Revision: 7493
          http://matplotlib.svn.sourceforge.net/matplotlib/?rev=7493&view=rev
Author:   jouni
Date:     2009-08-15 20:00:09 +0000 (Sat, 15 Aug 2009)

Log Message:
-----------
get_sample_data improvements: remove old files from subdirectories and
not only the top-level directory; try to handle the disconnected use case;
use the perhaps more stable svnroot URL instead of the viewvc one

Modified Paths:
--------------
    trunk/matplotlib/lib/matplotlib/cbook.py

Modified: trunk/matplotlib/lib/matplotlib/cbook.py
===================================================================
--- trunk/matplotlib/lib/matplotlib/cbook.py    2009-08-15 18:37:25 UTC (rev 
7492)
+++ trunk/matplotlib/lib/matplotlib/cbook.py    2009-08-15 20:00:09 UTC (rev 
7493)
@@ -355,7 +355,7 @@
 class ViewVCCachedServer(urllib2.BaseHandler):
     """
     Urllib2 handler that takes care of caching files.
-    The file cache.pck holds the directory of files to be cached.
+    The file cache.pck holds the directory of files that have been cached.
     """
     def __init__(self, cache_dir, baseurl):
         self.cache_dir = cache_dir
@@ -386,9 +386,14 @@
         cache = cPickle.load(f)
         f.close()
 
+        # Earlier versions did not have the full paths in cache.pck
+        for url, (fn, x, y) in cache.items():
+            if not os.path.isabs(fn):
+                cache[url] = (self.in_cache_dir(fn), x, y)
+        
         # If any files are deleted, drop them from the cache
         for url, (fn, _, _) in cache.items():
-            if not os.path.exists(self.in_cache_dir(fn)):
+            if not os.path.exists(fn):
                 del cache[url]
 
         self.cache = cache
@@ -398,15 +403,21 @@
         Remove files from the cache directory that are not listed in
         cache.pck.
         """
-        listed = set([fn for (_, (fn, _, _)) in self.cache.items()])
-        for path in os.listdir(self.cache_dir):
-            if path not in listed and path != 'cache.pck':
-                thisfile = os.path.join(self.cache_dir, path)
-                if not os.path.isdir(thisfile):
-                    
matplotlib.verbose.report('ViewVCCachedServer:remove_stale_files: removing 
%s'%thisfile,
-                                              level='debug')
-                    os.remove(thisfile)
+        # TODO: remove empty subdirectories
+        listed = set(fn for (_, (fn, _, _)) in self.cache.items())
+        existing = reduce(set.union,
+                          (set(os.path.join(dirpath, fn) for fn in filenames)
+                          for (dirpath, _, filenames) in 
os.walk(self.cache_dir)))

## GIVEN EXERCISE 1
Answer these questions about the matplotlib revision log:
(a) Which file is listed under the modified paths?
(b) Which URL does the log message call perhaps more stable?
(c) In the revised docstring, what does the file cache.pck hold?
## GIVEN EXERCISE 2
Carry on the matplotlib revision log from its last line, extending the diff of cbook.py.

Location annotation dataset excerpts
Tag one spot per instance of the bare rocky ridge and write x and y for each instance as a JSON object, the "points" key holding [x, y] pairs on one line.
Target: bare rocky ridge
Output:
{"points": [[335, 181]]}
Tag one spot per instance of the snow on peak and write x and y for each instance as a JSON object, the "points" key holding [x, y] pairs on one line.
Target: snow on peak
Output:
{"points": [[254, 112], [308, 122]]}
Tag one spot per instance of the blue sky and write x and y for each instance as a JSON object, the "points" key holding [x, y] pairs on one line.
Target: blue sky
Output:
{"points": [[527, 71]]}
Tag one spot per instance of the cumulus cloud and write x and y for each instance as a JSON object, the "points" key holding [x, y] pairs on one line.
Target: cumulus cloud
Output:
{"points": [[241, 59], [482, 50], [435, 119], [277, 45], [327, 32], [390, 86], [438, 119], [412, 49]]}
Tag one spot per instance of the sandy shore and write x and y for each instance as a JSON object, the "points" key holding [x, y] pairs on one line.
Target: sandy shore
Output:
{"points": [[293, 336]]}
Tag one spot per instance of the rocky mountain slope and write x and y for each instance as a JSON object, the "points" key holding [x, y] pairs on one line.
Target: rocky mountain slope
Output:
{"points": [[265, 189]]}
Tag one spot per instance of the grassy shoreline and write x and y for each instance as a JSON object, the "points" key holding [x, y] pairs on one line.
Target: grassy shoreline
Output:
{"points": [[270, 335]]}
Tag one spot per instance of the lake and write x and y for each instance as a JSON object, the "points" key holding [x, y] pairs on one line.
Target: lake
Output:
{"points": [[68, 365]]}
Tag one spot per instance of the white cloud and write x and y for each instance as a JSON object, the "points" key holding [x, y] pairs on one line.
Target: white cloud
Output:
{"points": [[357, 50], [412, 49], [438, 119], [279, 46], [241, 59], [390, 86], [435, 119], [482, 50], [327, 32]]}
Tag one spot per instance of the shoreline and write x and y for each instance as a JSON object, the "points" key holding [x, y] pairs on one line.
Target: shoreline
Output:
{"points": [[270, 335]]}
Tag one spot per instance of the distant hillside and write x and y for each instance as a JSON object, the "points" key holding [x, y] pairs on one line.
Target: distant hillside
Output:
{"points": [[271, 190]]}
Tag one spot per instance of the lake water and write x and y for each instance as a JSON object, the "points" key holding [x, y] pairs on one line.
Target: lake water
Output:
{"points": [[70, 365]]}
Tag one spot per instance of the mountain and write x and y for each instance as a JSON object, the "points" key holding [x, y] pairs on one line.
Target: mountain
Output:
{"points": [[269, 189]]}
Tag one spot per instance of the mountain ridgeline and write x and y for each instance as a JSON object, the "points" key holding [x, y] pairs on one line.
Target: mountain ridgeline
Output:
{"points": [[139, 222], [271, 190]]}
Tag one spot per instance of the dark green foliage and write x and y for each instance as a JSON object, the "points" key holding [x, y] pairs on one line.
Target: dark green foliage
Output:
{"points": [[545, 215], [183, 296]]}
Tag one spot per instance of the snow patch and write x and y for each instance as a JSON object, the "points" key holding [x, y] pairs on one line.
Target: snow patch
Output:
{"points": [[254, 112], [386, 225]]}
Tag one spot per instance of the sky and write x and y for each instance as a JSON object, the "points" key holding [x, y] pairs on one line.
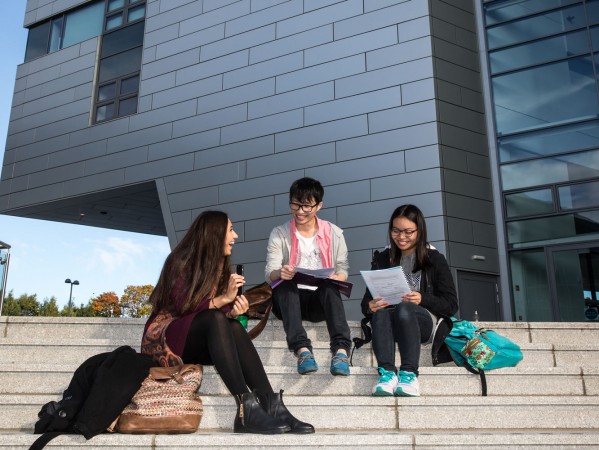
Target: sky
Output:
{"points": [[44, 254]]}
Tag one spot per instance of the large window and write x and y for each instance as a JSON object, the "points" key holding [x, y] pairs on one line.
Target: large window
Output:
{"points": [[65, 30]]}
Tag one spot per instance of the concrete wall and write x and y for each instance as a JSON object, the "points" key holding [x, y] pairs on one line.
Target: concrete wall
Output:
{"points": [[377, 99]]}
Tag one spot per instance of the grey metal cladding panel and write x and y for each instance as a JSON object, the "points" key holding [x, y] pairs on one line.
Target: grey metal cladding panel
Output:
{"points": [[191, 41], [378, 212], [100, 132], [321, 73], [291, 44], [347, 193], [466, 184], [161, 35], [298, 159], [43, 147], [235, 96], [321, 133], [253, 251], [158, 84], [451, 14], [261, 127], [62, 127], [265, 17], [202, 178], [162, 115], [319, 17], [157, 169], [397, 54], [30, 166], [258, 5], [409, 183], [211, 120], [359, 169], [185, 144], [403, 116], [469, 208], [197, 198], [116, 160], [353, 106], [261, 228], [262, 70], [214, 67], [385, 77], [458, 75], [460, 230], [369, 21], [350, 46], [257, 187], [94, 183], [418, 91], [173, 16], [461, 117], [138, 138], [78, 153], [461, 138], [290, 100], [422, 158], [170, 63], [235, 152], [56, 175], [456, 54], [211, 18], [461, 257], [388, 141]]}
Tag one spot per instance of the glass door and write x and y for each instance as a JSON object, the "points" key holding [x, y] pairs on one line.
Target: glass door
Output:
{"points": [[574, 279]]}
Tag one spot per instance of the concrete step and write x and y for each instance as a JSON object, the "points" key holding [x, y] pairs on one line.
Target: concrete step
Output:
{"points": [[433, 414], [121, 329], [340, 440], [24, 379]]}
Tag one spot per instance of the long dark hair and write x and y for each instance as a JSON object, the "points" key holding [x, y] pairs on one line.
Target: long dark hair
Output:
{"points": [[196, 266], [413, 214]]}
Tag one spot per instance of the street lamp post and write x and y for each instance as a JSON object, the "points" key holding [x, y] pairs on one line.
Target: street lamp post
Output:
{"points": [[76, 283]]}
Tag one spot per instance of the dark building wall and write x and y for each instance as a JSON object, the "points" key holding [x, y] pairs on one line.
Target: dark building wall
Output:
{"points": [[376, 99]]}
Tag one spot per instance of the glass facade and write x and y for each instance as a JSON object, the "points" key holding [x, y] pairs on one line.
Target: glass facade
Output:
{"points": [[543, 59]]}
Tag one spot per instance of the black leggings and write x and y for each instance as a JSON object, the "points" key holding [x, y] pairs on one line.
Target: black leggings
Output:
{"points": [[214, 340]]}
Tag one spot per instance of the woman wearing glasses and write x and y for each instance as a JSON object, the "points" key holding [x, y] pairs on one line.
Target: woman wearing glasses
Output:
{"points": [[310, 243], [411, 322]]}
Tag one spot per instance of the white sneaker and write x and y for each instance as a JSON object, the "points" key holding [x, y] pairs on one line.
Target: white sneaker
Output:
{"points": [[386, 385], [408, 385]]}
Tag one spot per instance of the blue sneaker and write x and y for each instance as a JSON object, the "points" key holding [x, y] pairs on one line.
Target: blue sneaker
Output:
{"points": [[306, 363], [340, 365]]}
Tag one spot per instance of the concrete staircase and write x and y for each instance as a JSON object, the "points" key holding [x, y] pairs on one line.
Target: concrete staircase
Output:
{"points": [[551, 400]]}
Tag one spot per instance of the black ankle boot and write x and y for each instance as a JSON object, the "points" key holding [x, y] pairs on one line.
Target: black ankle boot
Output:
{"points": [[252, 418], [274, 406]]}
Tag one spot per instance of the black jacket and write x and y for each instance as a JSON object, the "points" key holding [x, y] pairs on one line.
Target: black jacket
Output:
{"points": [[438, 296]]}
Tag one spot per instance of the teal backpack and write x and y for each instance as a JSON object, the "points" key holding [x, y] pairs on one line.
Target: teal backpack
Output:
{"points": [[480, 349]]}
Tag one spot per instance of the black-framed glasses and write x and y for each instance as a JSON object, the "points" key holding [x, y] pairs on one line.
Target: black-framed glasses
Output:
{"points": [[305, 208], [406, 233]]}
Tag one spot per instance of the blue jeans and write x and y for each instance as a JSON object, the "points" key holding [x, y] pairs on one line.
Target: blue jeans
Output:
{"points": [[409, 325], [292, 305]]}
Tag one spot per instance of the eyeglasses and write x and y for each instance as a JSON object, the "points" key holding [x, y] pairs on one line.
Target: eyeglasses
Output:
{"points": [[398, 232], [305, 208]]}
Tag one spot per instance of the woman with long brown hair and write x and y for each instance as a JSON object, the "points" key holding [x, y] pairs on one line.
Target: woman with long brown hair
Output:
{"points": [[197, 288]]}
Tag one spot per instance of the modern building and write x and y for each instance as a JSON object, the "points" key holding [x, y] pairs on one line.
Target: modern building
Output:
{"points": [[137, 115]]}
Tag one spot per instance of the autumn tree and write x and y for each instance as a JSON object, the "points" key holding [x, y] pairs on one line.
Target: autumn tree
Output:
{"points": [[106, 305], [135, 301]]}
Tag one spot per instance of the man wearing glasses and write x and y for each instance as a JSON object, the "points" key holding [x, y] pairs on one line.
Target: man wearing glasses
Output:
{"points": [[310, 243]]}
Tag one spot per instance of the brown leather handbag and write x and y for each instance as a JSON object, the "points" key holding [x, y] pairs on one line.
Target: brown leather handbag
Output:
{"points": [[166, 403], [260, 300]]}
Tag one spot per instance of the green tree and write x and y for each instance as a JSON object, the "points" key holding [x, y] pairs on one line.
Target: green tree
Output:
{"points": [[135, 301], [106, 305], [49, 308]]}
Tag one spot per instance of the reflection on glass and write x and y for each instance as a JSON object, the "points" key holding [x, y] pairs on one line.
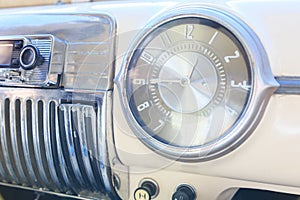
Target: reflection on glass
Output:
{"points": [[5, 54]]}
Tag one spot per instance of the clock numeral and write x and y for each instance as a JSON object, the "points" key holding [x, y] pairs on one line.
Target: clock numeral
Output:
{"points": [[165, 39], [229, 58], [147, 57], [143, 106], [161, 124], [139, 81], [188, 31], [242, 85]]}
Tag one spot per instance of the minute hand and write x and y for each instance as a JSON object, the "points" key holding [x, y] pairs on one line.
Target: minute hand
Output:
{"points": [[155, 81]]}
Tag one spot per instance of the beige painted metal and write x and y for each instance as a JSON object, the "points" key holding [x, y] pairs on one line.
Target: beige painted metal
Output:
{"points": [[22, 3]]}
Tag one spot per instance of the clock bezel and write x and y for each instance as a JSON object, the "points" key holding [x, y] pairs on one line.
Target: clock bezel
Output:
{"points": [[263, 86]]}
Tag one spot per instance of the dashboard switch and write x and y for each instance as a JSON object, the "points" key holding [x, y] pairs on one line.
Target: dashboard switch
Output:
{"points": [[184, 192], [147, 191]]}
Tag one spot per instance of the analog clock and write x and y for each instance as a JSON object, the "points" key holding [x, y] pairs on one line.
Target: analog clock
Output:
{"points": [[187, 85]]}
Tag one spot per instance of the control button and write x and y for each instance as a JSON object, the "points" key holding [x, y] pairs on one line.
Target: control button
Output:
{"points": [[18, 45], [184, 192], [148, 190], [15, 62], [141, 194], [30, 57]]}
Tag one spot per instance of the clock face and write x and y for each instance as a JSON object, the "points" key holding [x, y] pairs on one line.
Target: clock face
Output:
{"points": [[188, 82]]}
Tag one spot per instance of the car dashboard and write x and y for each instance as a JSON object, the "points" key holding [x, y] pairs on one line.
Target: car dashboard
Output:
{"points": [[145, 100]]}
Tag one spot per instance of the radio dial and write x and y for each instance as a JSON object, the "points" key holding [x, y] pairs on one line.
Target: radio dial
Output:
{"points": [[30, 57]]}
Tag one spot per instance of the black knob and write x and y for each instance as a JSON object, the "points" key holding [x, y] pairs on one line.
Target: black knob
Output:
{"points": [[184, 192], [30, 57], [147, 191]]}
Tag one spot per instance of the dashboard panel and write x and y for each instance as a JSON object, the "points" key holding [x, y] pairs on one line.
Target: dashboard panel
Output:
{"points": [[150, 100]]}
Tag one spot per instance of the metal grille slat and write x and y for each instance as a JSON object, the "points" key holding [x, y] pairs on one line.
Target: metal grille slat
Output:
{"points": [[42, 147], [47, 145], [83, 144], [58, 159], [70, 144], [63, 129], [92, 142], [15, 152], [16, 125], [5, 145], [37, 145], [51, 144], [3, 169], [25, 144]]}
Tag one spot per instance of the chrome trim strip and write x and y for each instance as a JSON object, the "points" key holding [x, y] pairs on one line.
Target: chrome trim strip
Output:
{"points": [[288, 85]]}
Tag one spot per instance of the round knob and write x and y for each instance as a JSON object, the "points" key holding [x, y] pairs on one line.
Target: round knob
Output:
{"points": [[184, 192], [30, 57], [148, 190]]}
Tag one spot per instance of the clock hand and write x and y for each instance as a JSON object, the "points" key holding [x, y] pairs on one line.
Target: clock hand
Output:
{"points": [[155, 81], [193, 69]]}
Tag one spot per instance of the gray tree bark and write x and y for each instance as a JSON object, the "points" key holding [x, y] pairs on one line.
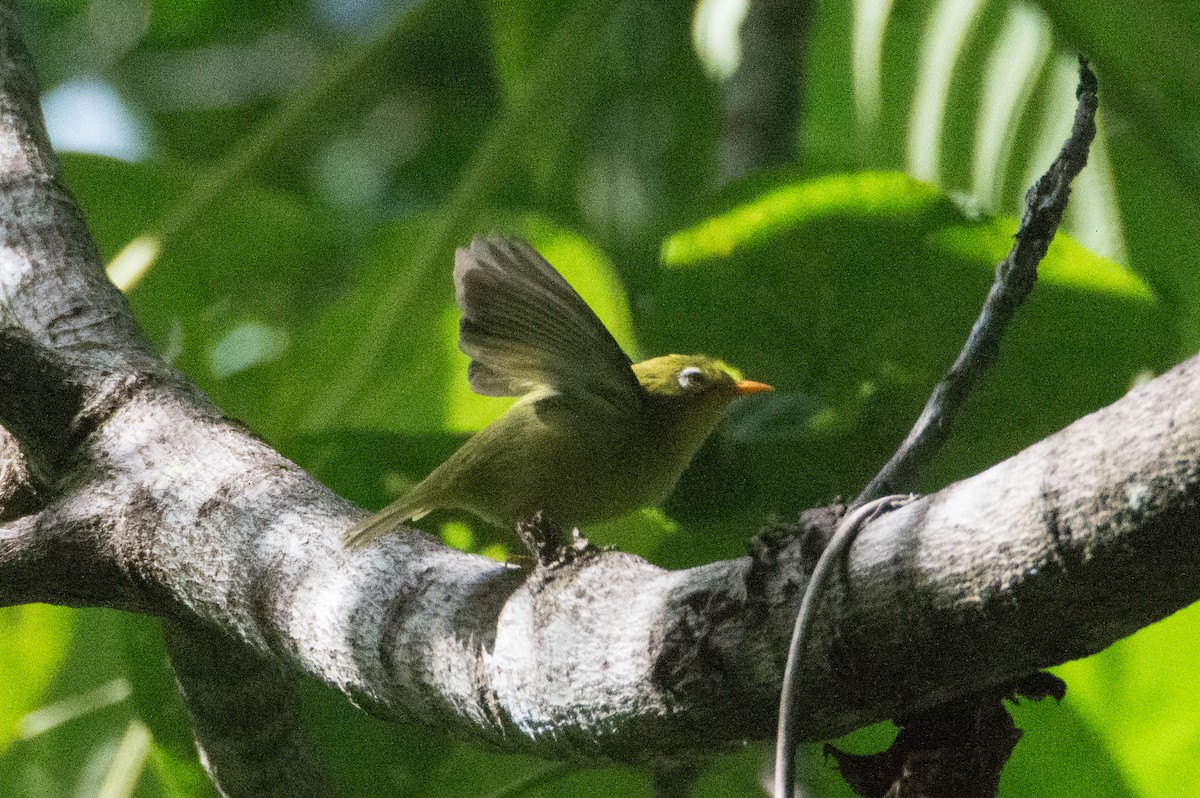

## EXPECTED ANSWER 1
(a) trunk/matplotlib/lib/matplotlib/cbook.py
(b) The svnroot URL
(c) The directory of files that have been cached

## EXPECTED ANSWER 2
+        matplotlib.verbose.report(
+            'ViewVCCachedServer: files listed in cache.pck: %s' % listed, 
'debug')
+        matplotlib.verbose.report(
+            'ViewVCCachedServer: files in cache directory: %s' % existing, 
'debug')
 
+        for path in existing - listed - set([self.in_cache_dir('cache.pck')]):
+            matplotlib.verbose.report('ViewVCCachedServer:remove_stale_files: 
removing %s'%path,
+                                      level='debug')
+            os.remove(path)
+
     def write_cache(self):
         """
         Write the cache data structure into the cache directory.
@@ -424,17 +435,12 @@
         fn = url[len(self.baseurl):]
         fullpath = self.in_cache_dir(fn)
 
-        #while os.path.exists(self.in_cache_dir(fn)):
-        #    fn = rightmost + '.' + str(random.randint(0,9999999))
-
-
-
-        f = open(self.in_cache_dir(fn), 'wb')
+        f = open(fullpath, 'wb')
         f.write(data)
         f.close()
 
         # Update the cache
-        self.cache[url] = (fn, headers.get('ETag'), 
headers.get('Last-Modified'))
+        self.cache[url] = (fullpath, headers.get('ETag'), 
headers.get('Last-Modified'))
         self.write_cache()
 
     # These urllib2 entry points are used:
@@ -459,9 +465,9 @@
         """
         url = req.get_full_url()
         fn, _, _ = self.cache[url]
-        cachefile = self.in_cache_dir(fn)
-        matplotlib.verbose.report('ViewVCCachedServer: reading data file from 
cache file "%s"'%cachefile)
-        file = open(cachefile, 'rb')
+        matplotlib.verbose.report('ViewVCCachedServer: reading data file from 
cache file "%s"'
+                                  %fn, 'debug')
+        file = open(fn, 'rb')
         handle = urllib2.addinfourl(file, hdrs, url)
         handle.code = 304
         return handle
@@ -470,6 +476,8 @@
         """
         Update the cache with the returned file.
         """
+        matplotlib.verbose.report('ViewVCCachedServer: received response %d: 
%s'
+                                  % (response.code, response.msg), 'debug')
         if response.code != 200:
             return response
         else:
@@ -489,11 +497,11 @@
         store it in the cachedir.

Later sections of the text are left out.